### [PROMPT]
Pull out every line of the listing below that contains the word "walking".

Records taken from a collection:
···

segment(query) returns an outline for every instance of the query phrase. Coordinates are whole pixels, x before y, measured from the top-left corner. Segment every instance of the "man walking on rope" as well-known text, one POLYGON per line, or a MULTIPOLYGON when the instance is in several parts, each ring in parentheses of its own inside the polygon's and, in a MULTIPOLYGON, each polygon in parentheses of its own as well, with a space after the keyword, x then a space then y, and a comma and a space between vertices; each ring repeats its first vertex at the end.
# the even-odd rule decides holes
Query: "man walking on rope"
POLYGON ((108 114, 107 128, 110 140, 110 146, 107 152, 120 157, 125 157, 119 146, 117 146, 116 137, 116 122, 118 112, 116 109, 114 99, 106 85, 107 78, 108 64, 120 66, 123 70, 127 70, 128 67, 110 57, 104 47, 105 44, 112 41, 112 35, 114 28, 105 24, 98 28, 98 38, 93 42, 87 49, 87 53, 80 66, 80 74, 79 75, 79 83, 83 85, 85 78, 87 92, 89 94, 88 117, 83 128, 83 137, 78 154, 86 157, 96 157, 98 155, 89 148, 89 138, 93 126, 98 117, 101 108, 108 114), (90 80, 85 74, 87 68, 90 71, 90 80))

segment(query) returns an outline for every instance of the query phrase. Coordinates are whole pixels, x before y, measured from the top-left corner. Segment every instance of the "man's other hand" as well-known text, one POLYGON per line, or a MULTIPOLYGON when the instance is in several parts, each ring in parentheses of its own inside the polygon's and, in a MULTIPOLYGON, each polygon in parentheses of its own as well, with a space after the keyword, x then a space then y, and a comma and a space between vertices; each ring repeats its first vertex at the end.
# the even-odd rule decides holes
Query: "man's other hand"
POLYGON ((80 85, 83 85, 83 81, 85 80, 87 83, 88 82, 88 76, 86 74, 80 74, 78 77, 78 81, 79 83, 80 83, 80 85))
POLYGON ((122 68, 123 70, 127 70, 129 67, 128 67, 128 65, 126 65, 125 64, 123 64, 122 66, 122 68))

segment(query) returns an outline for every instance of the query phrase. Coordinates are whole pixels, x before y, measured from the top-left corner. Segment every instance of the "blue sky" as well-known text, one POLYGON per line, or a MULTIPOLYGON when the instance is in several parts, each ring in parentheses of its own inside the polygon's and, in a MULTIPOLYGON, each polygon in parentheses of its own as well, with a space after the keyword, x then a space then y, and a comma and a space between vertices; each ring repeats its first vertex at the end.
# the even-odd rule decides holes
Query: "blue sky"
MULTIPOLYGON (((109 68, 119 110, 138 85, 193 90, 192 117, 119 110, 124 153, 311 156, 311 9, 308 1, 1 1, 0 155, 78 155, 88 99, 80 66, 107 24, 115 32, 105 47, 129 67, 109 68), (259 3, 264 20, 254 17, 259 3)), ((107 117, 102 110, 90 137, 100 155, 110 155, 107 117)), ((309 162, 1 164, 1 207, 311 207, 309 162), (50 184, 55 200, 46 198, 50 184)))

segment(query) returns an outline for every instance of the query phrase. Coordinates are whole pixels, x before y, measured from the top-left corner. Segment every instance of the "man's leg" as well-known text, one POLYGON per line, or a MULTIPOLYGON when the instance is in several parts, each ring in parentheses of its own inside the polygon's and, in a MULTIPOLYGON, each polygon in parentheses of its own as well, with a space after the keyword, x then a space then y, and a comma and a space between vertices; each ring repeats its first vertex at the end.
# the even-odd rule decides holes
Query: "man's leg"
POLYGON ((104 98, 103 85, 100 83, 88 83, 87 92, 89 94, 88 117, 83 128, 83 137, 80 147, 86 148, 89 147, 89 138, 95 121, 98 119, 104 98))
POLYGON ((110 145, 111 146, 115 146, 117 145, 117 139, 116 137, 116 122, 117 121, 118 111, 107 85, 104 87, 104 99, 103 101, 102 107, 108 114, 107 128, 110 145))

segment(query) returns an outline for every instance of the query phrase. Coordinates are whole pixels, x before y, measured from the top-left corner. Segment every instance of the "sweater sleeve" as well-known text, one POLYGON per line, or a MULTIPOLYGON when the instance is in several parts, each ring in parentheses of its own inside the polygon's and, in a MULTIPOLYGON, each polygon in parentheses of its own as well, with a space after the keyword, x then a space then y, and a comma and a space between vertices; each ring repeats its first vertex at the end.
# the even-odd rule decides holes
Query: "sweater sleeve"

···

### [REPLY TO THE TASK]
segment(query) returns an outline for every instance of the query phrase. Coordinates are whole pixels, x before y, measured from the top-left corner. Segment every instance of the "man walking on rope" as well-known text, one POLYGON per line, or a MULTIPOLYGON when the instance is in several parts, each ring in parentheses of its own inside the polygon's and, in a MULTIPOLYGON, each polygon in parentheses of its own as well, with a space after the keyword, x then a space then y, and a comma and a space between vertices; each ring repeats its first vertex at the end.
Query: "man walking on rope"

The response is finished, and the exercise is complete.